+++ Record extracts +++
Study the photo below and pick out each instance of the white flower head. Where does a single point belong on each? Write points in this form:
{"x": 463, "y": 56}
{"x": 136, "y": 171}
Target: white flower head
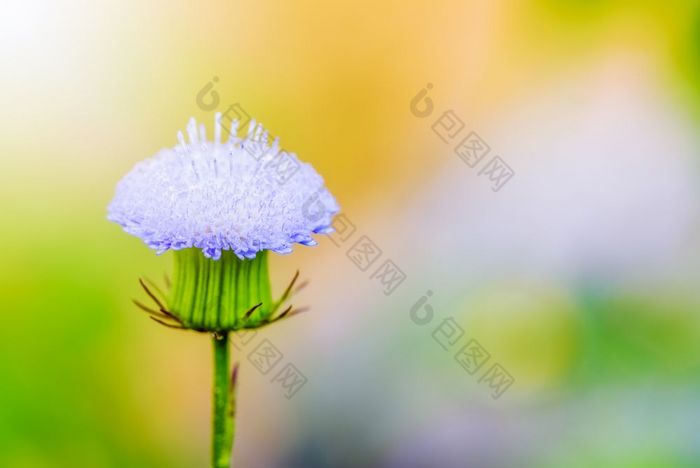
{"x": 244, "y": 194}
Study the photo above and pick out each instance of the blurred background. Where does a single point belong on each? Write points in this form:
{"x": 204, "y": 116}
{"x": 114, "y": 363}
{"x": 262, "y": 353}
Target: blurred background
{"x": 578, "y": 277}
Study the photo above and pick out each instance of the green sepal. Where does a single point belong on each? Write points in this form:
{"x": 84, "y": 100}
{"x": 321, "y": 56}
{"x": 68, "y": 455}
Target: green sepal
{"x": 218, "y": 295}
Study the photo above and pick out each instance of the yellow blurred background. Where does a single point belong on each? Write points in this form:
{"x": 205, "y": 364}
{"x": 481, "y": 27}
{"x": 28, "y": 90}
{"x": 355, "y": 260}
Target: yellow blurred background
{"x": 579, "y": 276}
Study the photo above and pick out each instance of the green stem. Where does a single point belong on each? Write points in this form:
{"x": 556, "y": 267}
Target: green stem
+++
● **Exercise brief**:
Turn every line of the entries above into a JSON list of strings, one string per line, skipping blank lines. Leave the pictures out.

● **Full response**:
[
  "Study the photo below and pick out each instance of the white flower head. Where does a single point belong on each? Write points in this form:",
  "{\"x\": 463, \"y\": 56}",
  "{\"x\": 136, \"y\": 171}",
  "Target: white flower head",
  "{\"x\": 244, \"y\": 194}",
  "Study the photo above and pick out each instance of the blurred background. Where does a single point belong on each? Write points in this form:",
  "{\"x\": 204, \"y\": 116}",
  "{\"x\": 114, \"y\": 363}",
  "{\"x\": 262, \"y\": 353}",
  "Target: blurred background",
  "{\"x\": 578, \"y\": 277}",
  "Study the photo above and pick out each instance of the green sepal. Where does a single point belong on each? Write points in this form:",
  "{\"x\": 84, \"y\": 100}",
  "{\"x\": 321, \"y\": 56}",
  "{\"x\": 68, \"y\": 455}",
  "Target: green sepal",
  "{\"x\": 218, \"y\": 295}",
  "Study the photo above and pick out each instance of the yellow blurred background. Where does a single point belong on each? Write points in this form:",
  "{\"x\": 205, \"y\": 364}",
  "{\"x\": 481, \"y\": 27}",
  "{\"x\": 28, \"y\": 90}",
  "{\"x\": 355, \"y\": 260}",
  "Target: yellow blurred background",
  "{\"x\": 579, \"y\": 276}",
  "Study the photo above and pick out each instance of the green stem. Where does a single point belong on each? Write points in this form:",
  "{\"x\": 556, \"y\": 267}",
  "Target: green stem"
]